> [What this task involves]: Copy the records with every "forest" switched to "woodland", keeping everything else the same, and omit the pictures.

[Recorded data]
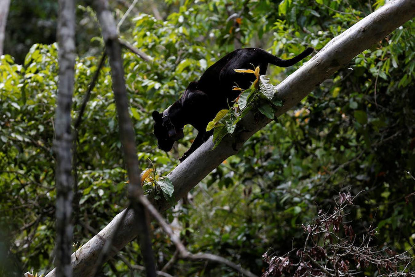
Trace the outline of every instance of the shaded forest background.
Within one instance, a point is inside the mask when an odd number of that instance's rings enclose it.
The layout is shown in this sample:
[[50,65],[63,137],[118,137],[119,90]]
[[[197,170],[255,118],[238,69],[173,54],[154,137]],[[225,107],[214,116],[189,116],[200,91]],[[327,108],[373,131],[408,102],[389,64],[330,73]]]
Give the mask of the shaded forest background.
[[[118,20],[131,4],[110,3]],[[78,4],[74,118],[103,51],[94,13],[82,1]],[[284,59],[308,47],[318,51],[383,4],[139,1],[120,33],[152,58],[145,62],[127,51],[123,57],[142,169],[152,167],[149,159],[161,175],[177,165],[195,131],[185,127],[185,137],[166,153],[156,148],[150,114],[167,108],[220,57],[240,47],[261,47]],[[55,1],[14,0],[7,21],[0,64],[0,262],[7,269],[0,274],[8,276],[53,267],[57,9]],[[331,211],[339,193],[350,191],[359,194],[344,219],[356,243],[374,227],[371,245],[413,256],[414,28],[412,20],[356,56],[166,211],[188,248],[261,274],[268,266],[264,253],[283,255],[303,247],[302,225],[313,222],[320,210]],[[276,84],[299,66],[270,66],[268,75]],[[111,82],[106,64],[78,130],[74,250],[128,201]],[[175,248],[156,223],[152,231],[161,267]],[[138,248],[132,242],[119,255],[140,264]],[[205,262],[180,261],[168,269],[178,276],[237,275]],[[376,267],[365,270],[368,276],[377,274]],[[101,273],[129,272],[116,256]]]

> [Written solution]:
Trace the outline of every instance of the shaded woodland background.
Within one instance, a point is inside the mask when an odd number of that instance's rings enclose it.
The layout is shown in this sample:
[[50,65],[63,137],[118,137],[119,90]]
[[[197,170],[255,118],[238,69],[173,54],[154,137]],[[225,107],[214,116],[189,116],[200,91]],[[327,108],[373,131],[408,102],[389,64],[330,73]]]
Give the mask of the shaded woodland background.
[[[118,20],[131,4],[110,3]],[[78,4],[74,118],[103,51],[94,13],[82,1]],[[284,59],[308,47],[318,51],[383,4],[139,1],[120,33],[152,58],[145,62],[127,51],[123,57],[142,169],[152,167],[149,159],[161,175],[177,165],[195,131],[185,127],[185,137],[166,153],[156,148],[150,114],[167,108],[220,57],[240,47],[261,47]],[[55,1],[14,0],[7,21],[0,64],[0,262],[7,269],[0,274],[8,276],[53,267],[57,9]],[[331,211],[339,193],[350,191],[359,194],[344,219],[356,243],[374,227],[371,245],[413,256],[414,28],[412,20],[356,56],[166,211],[188,248],[261,274],[268,266],[264,253],[283,255],[303,247],[302,225],[313,222],[320,210]],[[276,84],[299,66],[270,66],[268,75]],[[111,82],[106,64],[78,130],[74,250],[128,201]],[[175,248],[156,223],[152,231],[161,267]],[[138,248],[132,242],[119,255],[140,264]],[[205,262],[180,261],[168,269],[178,276],[237,275]],[[376,267],[365,270],[368,276],[377,274]],[[101,273],[129,272],[116,256]]]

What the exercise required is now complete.